EXERCISE TASK:
Please render the stretch from the line containing "Target: overcast white sky" through the line containing "pixel 31 29", both ends included, as a Markdown table with columns named Row and Line, leaving out any blank lines.

■ ■ ■ ■

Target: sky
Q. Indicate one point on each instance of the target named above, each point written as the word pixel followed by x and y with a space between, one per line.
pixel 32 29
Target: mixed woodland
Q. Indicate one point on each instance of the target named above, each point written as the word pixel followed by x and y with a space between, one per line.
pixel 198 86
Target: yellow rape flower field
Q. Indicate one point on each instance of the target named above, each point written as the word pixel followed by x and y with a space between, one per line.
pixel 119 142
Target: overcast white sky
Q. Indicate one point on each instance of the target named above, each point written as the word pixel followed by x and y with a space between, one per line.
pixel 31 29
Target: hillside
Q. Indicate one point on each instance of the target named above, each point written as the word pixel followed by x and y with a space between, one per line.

■ ■ ■ ■

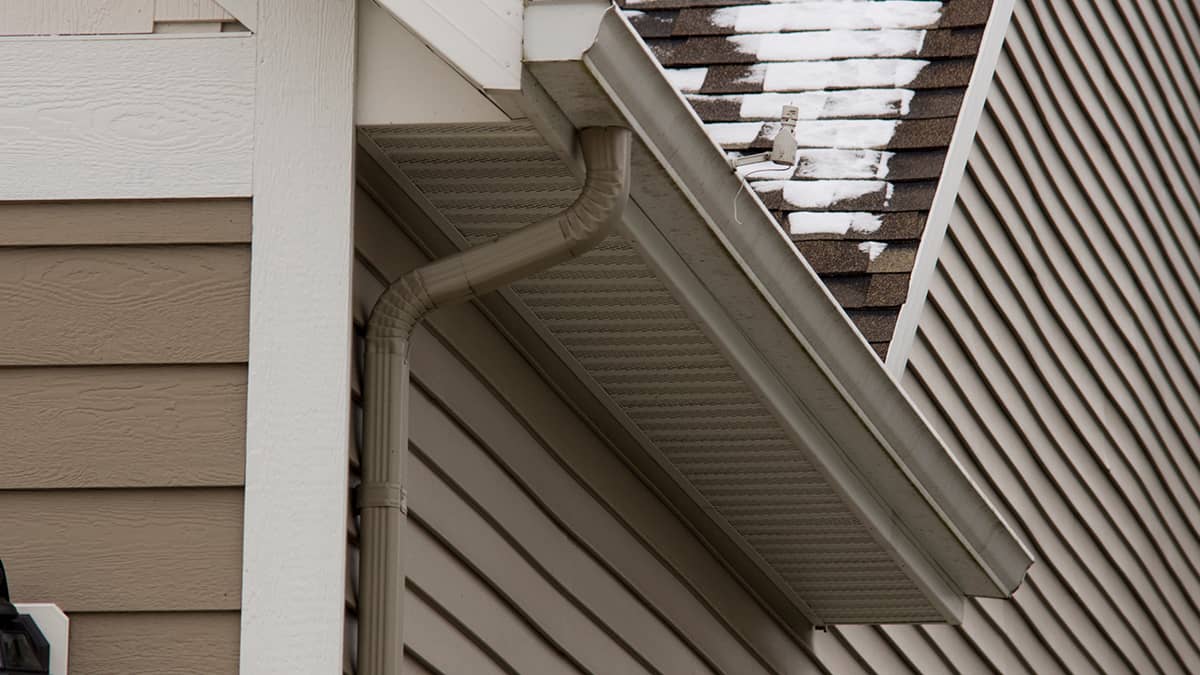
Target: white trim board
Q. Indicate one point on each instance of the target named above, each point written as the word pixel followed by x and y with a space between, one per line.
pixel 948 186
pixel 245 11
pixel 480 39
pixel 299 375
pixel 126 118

■ ■ ■ ■

REPLY:
| Row | Line |
|---|---|
| 1 | Target: overcast white sky |
| 2 | Q. Indicate one point on each instance of the target named above, each point written as the word pixel followed by x and y with a space between, one per line. |
| 3 | pixel 31 29 |